Recording studio, Melbourne, 1977
I’ve been a working muso for over 40 years. My 17th birthday rolled around in 1969 and I’d already spent thousands of hours learning every Beatles, Stones, Kinks, Who and Small Faces song. I’d also begun writing my own songs and was feeling pretty sure of myself, thinking it was going to be straightforward turning all those hours into becoming a star.
Then one day in 1969 I went along to see the movie Woodstock. My head was already spinning watching superstars like The Who and Crosby Stills and Nash before Joe Cocker and the Grease Band came on, but when Joe launched into the magic intro to With A Little Help From My Friends I was instantly mesmerised. Moments later, when I realised he was covering one of my Beatles favourites, a new world opened. Here he was, blowing our minds with a version miles better than the original. It was something he was to do with many other iconic hits – songs like She Came In Thru The Bathroom Window and The Letter. He would change the feel of the song completely, without taking away from the honesty of it. Needless to say, I lined up to see Woodstock three times in a week.

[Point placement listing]
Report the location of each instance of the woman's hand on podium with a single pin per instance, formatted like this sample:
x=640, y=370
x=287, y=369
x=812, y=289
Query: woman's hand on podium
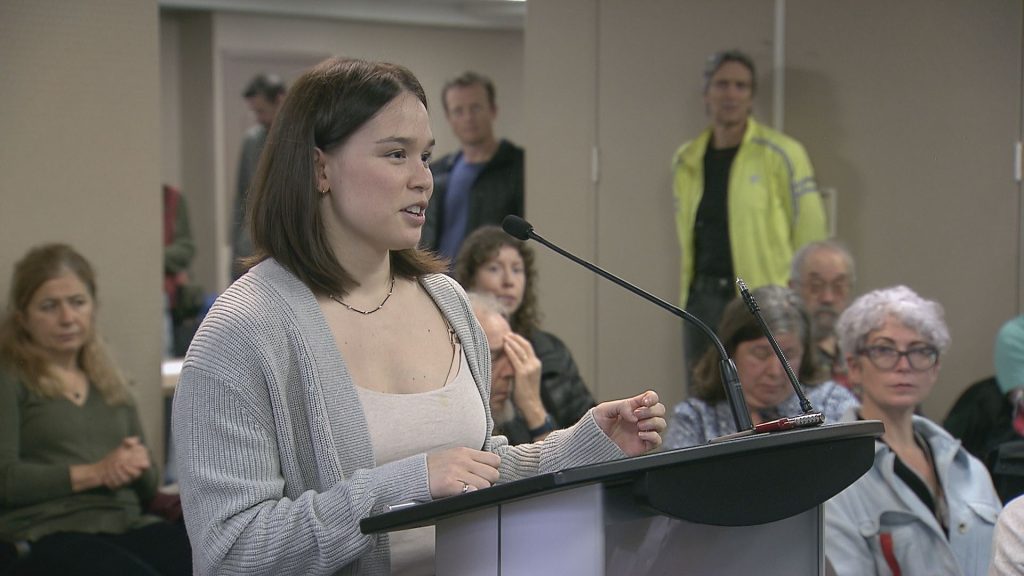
x=635, y=424
x=458, y=470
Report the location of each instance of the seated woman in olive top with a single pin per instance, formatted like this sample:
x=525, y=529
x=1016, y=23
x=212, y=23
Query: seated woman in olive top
x=75, y=471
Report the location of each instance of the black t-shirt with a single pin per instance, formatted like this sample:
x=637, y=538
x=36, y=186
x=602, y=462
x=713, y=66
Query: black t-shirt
x=711, y=231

Work instructions:
1. According to the Woodstock memoir, how many times did the writer see the movie Woodstock in a week?
2. Duplicate the part of the Woodstock memoir that opens with the words containing "Recording studio, Melbourne, 1977" and closes with "becoming a star.".

Problem solutions:
1. Three times.

2.
Recording studio, Melbourne, 1977
I’ve been a working muso for over 40 years. My 17th birthday rolled around in 1969 and I’d already spent thousands of hours learning every Beatles, Stones, Kinks, Who and Small Faces song. I’d also begun writing my own songs and was feeling pretty sure of myself, thinking it was going to be straightforward turning all those hours into becoming a star.